- _Work required_
Copy out each line of the data that holds the string "soccer".

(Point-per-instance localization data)
○ ○ ○

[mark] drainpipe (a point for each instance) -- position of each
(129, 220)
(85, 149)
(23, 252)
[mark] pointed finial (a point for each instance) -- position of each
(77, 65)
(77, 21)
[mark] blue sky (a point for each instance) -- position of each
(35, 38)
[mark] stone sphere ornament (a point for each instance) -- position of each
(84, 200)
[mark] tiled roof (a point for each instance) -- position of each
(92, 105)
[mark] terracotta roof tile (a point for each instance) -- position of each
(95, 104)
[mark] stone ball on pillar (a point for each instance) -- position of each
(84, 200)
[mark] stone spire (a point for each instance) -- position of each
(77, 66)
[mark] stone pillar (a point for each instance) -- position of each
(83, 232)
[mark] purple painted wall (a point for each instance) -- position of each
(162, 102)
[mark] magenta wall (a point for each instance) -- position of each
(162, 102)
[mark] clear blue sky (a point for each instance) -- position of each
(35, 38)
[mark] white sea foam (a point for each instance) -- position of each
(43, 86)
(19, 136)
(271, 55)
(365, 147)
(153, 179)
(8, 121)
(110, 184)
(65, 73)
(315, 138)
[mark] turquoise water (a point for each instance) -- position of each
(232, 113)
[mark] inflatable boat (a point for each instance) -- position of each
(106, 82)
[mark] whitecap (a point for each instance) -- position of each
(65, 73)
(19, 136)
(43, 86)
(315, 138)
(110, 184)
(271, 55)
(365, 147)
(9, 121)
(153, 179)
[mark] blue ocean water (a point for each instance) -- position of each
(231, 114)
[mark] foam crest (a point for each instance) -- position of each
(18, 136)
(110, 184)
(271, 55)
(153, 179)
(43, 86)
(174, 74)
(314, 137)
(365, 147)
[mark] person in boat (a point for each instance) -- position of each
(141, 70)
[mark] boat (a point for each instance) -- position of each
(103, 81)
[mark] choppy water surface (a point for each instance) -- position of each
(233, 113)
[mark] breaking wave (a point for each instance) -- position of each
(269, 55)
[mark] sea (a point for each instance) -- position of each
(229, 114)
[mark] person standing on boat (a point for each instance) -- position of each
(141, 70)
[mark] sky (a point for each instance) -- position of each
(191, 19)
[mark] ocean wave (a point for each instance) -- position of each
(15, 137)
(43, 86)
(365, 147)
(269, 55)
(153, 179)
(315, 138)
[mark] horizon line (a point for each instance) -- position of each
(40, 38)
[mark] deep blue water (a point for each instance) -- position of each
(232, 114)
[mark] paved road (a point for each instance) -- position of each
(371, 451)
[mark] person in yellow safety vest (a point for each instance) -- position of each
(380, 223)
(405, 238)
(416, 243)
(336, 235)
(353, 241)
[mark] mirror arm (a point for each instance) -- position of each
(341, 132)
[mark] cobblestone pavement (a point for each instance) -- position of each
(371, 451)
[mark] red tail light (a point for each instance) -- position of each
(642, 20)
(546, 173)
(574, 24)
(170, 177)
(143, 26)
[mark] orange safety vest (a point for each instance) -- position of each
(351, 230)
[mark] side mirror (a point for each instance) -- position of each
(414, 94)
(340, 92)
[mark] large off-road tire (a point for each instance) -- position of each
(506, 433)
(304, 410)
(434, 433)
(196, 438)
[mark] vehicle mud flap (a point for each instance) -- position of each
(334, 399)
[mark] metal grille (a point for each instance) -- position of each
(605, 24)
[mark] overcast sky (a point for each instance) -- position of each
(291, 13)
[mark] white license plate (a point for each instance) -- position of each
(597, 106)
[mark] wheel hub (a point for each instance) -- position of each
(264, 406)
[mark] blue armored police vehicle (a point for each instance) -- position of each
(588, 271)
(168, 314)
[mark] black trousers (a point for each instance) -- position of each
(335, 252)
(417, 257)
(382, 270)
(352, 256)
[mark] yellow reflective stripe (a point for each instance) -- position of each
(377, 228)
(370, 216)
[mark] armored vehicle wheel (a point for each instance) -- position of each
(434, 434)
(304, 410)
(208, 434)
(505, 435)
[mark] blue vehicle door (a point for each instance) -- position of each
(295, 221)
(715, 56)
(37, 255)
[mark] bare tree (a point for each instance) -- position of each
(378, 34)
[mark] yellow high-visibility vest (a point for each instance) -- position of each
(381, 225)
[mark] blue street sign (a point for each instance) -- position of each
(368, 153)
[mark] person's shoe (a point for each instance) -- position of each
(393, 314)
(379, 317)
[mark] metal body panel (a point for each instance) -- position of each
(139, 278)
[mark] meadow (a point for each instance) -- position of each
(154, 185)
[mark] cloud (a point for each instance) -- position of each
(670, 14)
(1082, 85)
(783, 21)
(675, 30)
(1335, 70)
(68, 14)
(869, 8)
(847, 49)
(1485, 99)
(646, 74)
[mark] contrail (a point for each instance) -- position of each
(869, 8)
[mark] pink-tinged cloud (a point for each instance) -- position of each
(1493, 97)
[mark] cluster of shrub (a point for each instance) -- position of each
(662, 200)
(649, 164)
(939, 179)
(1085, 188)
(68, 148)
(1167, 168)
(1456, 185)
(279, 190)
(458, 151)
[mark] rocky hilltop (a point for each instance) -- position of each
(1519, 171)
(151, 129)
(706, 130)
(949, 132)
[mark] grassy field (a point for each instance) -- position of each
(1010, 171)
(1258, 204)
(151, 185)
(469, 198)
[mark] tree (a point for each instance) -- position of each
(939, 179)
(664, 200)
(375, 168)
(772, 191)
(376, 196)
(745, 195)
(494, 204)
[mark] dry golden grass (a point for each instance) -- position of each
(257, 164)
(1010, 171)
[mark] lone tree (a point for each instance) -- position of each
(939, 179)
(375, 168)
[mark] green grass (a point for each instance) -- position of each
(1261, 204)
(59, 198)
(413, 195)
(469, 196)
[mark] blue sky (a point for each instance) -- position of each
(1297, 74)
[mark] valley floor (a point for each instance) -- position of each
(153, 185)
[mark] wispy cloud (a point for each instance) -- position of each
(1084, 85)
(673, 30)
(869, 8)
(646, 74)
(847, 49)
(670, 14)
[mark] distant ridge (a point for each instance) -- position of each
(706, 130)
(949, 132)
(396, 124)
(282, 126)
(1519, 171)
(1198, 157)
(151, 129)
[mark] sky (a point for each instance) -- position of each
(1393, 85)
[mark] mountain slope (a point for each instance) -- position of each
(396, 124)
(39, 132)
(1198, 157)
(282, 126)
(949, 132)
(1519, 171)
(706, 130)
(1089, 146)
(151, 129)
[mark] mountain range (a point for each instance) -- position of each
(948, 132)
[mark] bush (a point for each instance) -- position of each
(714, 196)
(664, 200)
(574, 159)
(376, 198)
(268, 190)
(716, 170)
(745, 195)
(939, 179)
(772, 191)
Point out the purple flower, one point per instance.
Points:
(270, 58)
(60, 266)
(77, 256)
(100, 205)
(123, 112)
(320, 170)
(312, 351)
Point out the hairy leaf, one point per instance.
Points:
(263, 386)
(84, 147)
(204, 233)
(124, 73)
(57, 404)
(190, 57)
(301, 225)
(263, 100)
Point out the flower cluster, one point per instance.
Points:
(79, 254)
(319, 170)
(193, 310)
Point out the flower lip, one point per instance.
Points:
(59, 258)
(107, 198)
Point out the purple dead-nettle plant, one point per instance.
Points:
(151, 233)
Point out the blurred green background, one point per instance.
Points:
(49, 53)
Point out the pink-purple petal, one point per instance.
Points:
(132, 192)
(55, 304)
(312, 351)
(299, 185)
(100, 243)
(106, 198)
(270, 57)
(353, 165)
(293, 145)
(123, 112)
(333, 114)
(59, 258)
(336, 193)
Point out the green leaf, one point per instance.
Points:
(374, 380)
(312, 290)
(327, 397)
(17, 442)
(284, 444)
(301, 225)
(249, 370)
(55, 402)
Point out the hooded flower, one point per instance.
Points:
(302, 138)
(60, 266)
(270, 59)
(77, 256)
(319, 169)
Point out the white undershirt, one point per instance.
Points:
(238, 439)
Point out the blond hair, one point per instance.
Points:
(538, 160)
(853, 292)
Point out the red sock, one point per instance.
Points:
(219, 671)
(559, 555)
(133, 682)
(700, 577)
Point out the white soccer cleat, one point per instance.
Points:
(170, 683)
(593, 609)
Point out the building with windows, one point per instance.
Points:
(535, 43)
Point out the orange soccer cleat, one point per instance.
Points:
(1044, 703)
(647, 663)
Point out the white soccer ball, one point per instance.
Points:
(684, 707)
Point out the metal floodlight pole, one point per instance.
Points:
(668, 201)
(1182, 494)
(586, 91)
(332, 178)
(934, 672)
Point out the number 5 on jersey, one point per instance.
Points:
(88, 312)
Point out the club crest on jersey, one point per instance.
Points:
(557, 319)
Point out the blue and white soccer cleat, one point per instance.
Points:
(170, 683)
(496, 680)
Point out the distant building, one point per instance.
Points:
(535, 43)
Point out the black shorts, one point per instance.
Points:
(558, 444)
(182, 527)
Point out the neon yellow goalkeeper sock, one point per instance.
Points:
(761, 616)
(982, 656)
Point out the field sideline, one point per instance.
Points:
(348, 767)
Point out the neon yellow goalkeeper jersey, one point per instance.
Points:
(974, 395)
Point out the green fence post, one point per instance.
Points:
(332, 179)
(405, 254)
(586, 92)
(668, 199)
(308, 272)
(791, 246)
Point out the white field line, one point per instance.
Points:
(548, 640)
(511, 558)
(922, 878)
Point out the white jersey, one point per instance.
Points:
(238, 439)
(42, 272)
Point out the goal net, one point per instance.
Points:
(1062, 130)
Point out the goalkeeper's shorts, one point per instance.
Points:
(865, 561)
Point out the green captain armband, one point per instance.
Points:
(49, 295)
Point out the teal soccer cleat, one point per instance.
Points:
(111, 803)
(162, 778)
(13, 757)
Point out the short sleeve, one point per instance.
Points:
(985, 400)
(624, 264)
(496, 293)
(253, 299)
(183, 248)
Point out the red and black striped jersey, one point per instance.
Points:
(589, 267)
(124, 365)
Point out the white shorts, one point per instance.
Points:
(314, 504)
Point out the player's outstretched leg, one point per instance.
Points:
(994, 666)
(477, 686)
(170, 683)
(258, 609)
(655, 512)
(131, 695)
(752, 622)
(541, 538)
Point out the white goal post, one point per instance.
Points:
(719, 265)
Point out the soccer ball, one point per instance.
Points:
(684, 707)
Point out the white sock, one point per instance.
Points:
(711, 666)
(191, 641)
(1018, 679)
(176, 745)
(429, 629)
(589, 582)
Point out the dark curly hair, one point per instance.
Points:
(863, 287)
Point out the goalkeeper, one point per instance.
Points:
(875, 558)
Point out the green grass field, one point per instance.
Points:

○ ○ ○

- _Response area_
Point out the white soccer cleat, one point per instance.
Point out the orange soccer cleat, one point per instance.
Point out the white soccer ball, one point per instance.
Point out the blue and white soccer cleat, one point per instance.
Point out the teal soccer cleat, one point per instance.
Point out the soccer ball, one point per instance.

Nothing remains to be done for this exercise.